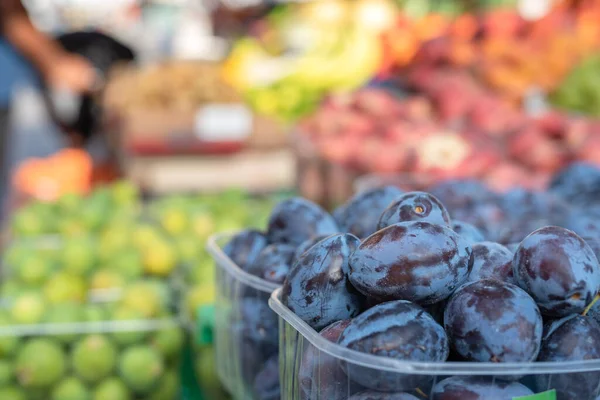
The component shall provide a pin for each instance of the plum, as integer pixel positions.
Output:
(585, 225)
(578, 183)
(493, 321)
(491, 260)
(296, 220)
(273, 262)
(258, 323)
(558, 269)
(320, 375)
(573, 338)
(471, 233)
(307, 244)
(266, 383)
(416, 261)
(397, 329)
(317, 288)
(477, 388)
(244, 247)
(360, 215)
(370, 395)
(415, 206)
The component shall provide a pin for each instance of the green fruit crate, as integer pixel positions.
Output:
(202, 355)
(104, 359)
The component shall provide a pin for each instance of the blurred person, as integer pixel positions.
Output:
(26, 55)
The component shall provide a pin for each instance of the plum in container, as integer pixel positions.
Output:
(246, 329)
(314, 366)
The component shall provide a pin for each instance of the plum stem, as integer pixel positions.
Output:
(589, 307)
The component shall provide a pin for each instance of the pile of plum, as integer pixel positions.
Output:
(457, 274)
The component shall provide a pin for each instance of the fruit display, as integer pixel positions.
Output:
(68, 171)
(110, 242)
(436, 135)
(118, 349)
(174, 85)
(300, 52)
(503, 49)
(580, 91)
(412, 308)
(253, 263)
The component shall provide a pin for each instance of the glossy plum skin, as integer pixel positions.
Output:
(360, 215)
(307, 244)
(415, 261)
(558, 269)
(273, 263)
(266, 383)
(397, 329)
(585, 225)
(296, 220)
(317, 288)
(491, 260)
(493, 321)
(579, 184)
(244, 247)
(471, 233)
(573, 338)
(320, 375)
(415, 206)
(382, 396)
(477, 388)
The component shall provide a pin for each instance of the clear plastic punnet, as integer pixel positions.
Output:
(246, 330)
(314, 368)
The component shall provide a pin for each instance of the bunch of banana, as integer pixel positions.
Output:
(332, 46)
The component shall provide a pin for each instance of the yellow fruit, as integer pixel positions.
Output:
(142, 297)
(105, 279)
(145, 236)
(61, 288)
(203, 225)
(174, 222)
(159, 259)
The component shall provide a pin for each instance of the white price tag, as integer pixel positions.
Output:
(223, 122)
(534, 9)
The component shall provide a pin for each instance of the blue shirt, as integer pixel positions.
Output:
(14, 69)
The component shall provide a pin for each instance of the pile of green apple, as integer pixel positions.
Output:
(112, 348)
(110, 257)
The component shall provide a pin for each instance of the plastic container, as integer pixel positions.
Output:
(134, 359)
(246, 330)
(308, 361)
(203, 357)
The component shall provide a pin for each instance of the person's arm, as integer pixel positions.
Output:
(58, 67)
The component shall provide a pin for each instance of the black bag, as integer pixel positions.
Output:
(103, 52)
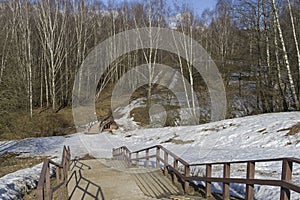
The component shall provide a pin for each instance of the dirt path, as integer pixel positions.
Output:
(103, 179)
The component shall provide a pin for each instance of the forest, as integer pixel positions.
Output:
(254, 43)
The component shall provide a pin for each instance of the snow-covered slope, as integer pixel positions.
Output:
(254, 137)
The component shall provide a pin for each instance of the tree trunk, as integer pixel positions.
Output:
(287, 63)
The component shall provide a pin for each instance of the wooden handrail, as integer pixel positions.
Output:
(44, 190)
(180, 169)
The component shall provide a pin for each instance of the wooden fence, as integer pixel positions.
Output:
(158, 156)
(45, 190)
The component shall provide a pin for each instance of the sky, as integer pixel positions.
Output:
(198, 5)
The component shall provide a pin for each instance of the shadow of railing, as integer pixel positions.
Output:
(83, 187)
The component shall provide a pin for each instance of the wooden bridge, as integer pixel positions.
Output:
(139, 175)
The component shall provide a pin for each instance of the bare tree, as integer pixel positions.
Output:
(51, 22)
(286, 60)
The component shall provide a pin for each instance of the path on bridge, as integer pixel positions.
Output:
(112, 179)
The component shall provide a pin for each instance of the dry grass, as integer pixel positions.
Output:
(10, 162)
(294, 129)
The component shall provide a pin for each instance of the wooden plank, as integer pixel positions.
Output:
(250, 175)
(208, 183)
(226, 187)
(286, 175)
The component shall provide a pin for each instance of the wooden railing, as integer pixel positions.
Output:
(44, 189)
(159, 157)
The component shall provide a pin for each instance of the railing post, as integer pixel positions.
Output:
(48, 186)
(157, 157)
(208, 183)
(250, 175)
(166, 163)
(137, 159)
(226, 174)
(286, 175)
(176, 169)
(186, 174)
(40, 193)
(129, 159)
(147, 158)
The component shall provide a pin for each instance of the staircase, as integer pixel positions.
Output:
(113, 179)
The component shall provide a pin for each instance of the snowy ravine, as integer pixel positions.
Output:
(254, 137)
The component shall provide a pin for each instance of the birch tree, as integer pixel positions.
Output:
(285, 56)
(51, 22)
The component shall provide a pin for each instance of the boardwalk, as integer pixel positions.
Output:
(111, 179)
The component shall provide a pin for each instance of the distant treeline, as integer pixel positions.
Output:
(43, 43)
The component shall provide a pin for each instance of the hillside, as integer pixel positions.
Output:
(256, 137)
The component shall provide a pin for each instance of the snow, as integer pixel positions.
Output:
(253, 137)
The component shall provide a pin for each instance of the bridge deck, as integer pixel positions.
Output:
(111, 179)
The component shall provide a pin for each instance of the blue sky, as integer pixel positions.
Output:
(198, 5)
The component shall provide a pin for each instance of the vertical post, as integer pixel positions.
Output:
(130, 159)
(186, 174)
(208, 183)
(166, 163)
(58, 181)
(176, 169)
(250, 175)
(286, 175)
(40, 193)
(48, 186)
(147, 158)
(157, 157)
(137, 159)
(57, 175)
(226, 174)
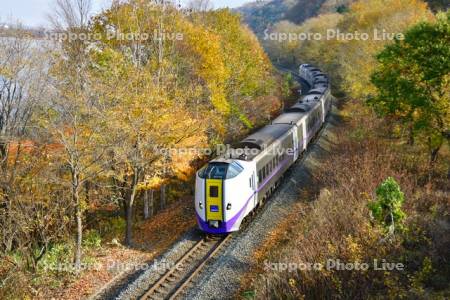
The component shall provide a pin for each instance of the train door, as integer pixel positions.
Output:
(296, 142)
(254, 201)
(214, 200)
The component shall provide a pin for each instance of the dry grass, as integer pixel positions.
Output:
(338, 225)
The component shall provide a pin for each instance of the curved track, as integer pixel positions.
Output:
(177, 278)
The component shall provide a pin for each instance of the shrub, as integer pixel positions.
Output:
(92, 239)
(387, 208)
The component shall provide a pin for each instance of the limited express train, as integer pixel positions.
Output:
(231, 186)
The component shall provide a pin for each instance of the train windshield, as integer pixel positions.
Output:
(216, 170)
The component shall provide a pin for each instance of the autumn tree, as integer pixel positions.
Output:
(74, 118)
(413, 82)
(137, 84)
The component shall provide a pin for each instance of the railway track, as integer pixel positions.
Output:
(172, 283)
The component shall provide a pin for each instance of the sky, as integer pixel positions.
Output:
(34, 12)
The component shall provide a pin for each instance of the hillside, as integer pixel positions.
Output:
(261, 15)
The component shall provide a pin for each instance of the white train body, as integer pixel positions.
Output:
(230, 187)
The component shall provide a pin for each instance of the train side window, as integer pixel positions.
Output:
(214, 191)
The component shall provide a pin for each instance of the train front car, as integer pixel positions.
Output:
(224, 194)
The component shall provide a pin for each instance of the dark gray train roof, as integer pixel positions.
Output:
(300, 107)
(289, 118)
(318, 74)
(318, 90)
(263, 137)
(310, 98)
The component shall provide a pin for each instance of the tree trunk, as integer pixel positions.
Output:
(146, 196)
(129, 209)
(434, 155)
(78, 220)
(148, 204)
(152, 204)
(163, 196)
(410, 136)
(129, 221)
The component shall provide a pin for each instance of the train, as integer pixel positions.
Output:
(235, 184)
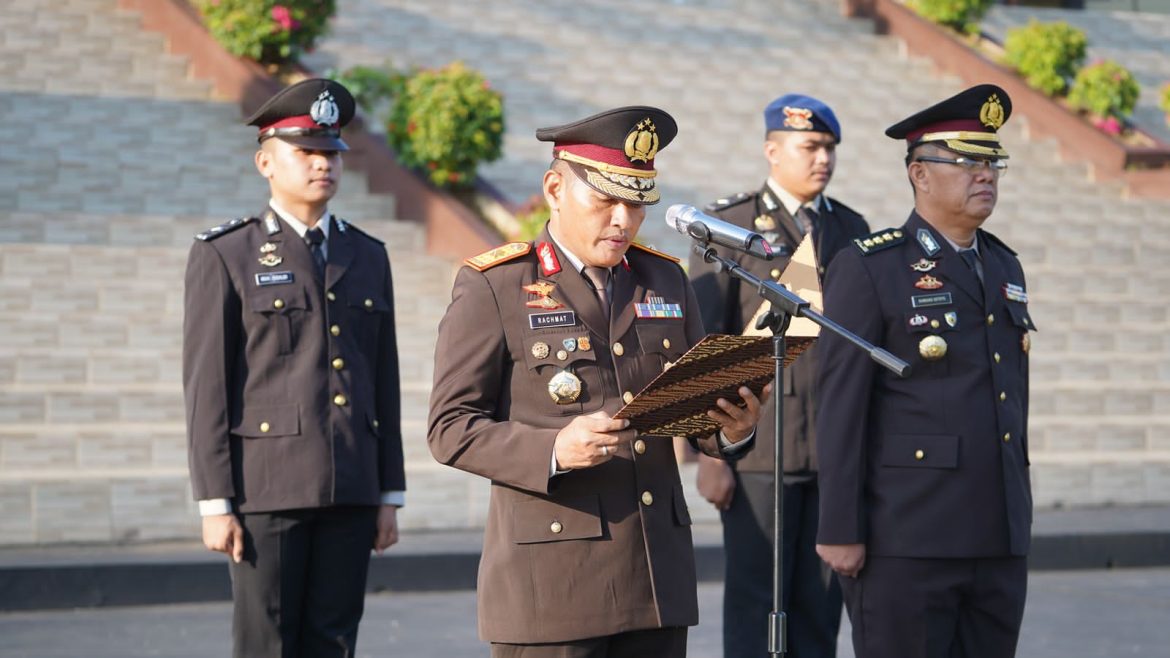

→ **How to complete this task**:
Tally the lines above that contain "green"; give only the number.

→ **Task response**:
2